### What you need to do
Rewrite the lines below with "For the benchmark" switched to "For the evaluation" wherever it occurs, leaving every other part as it is.

Recorded data
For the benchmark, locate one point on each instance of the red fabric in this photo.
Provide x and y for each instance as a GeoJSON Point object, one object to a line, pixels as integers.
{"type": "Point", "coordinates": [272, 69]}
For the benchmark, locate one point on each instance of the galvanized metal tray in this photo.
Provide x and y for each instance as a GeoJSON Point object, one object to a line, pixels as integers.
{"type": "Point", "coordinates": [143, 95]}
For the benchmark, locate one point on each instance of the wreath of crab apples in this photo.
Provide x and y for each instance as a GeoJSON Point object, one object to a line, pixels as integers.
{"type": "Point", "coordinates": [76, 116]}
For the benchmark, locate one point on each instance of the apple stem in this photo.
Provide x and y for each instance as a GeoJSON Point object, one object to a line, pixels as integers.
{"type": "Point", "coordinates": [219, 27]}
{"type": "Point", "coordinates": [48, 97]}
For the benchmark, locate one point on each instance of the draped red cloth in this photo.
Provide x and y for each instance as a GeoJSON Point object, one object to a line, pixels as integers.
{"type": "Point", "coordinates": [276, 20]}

### Full output
For the evaluation, locate one point on each instance of the red fabric in this photo.
Provide x and y for each instance as a GeoJSON Point object, one object to a line, pixels as integers.
{"type": "Point", "coordinates": [272, 69]}
For the evaluation, locate one point on each instance of the galvanized metal tray in this photo.
Provide x and y for each instance as a GeoJSON Point object, one object to a line, pixels as integers.
{"type": "Point", "coordinates": [143, 95]}
For the evaluation, locate one point on each instance of the wreath of crab apples in this photo.
Provide x and y for each instance as a GeoJSON Point object, one object to a line, pixels as integers.
{"type": "Point", "coordinates": [76, 116]}
For the evaluation, locate one point on each instance of the apple stem in this photo.
Provide x and y for each instance as a GeoJSON Point object, one object to a line, pixels as integers.
{"type": "Point", "coordinates": [219, 27]}
{"type": "Point", "coordinates": [48, 97]}
For the evaluation, locate one point on each instance of the draped red cloth in this photo.
Provide x and y for each instance as a GeoJSON Point object, one object to a line, pixels as integers.
{"type": "Point", "coordinates": [276, 20]}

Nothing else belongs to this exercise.